PROBLEM TO SOLVE: What is needed is an exact copy of the data that follows.

+++ DATASET RECORDS

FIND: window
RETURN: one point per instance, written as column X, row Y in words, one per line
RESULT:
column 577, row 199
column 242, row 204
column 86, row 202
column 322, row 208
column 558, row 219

++++++

ANSWER TO THE EXERCISE:
FIND: window
RETURN: one point per instance, written as column X, row Y in words, one per line
RESULT:
column 577, row 199
column 242, row 204
column 86, row 202
column 322, row 208
column 558, row 219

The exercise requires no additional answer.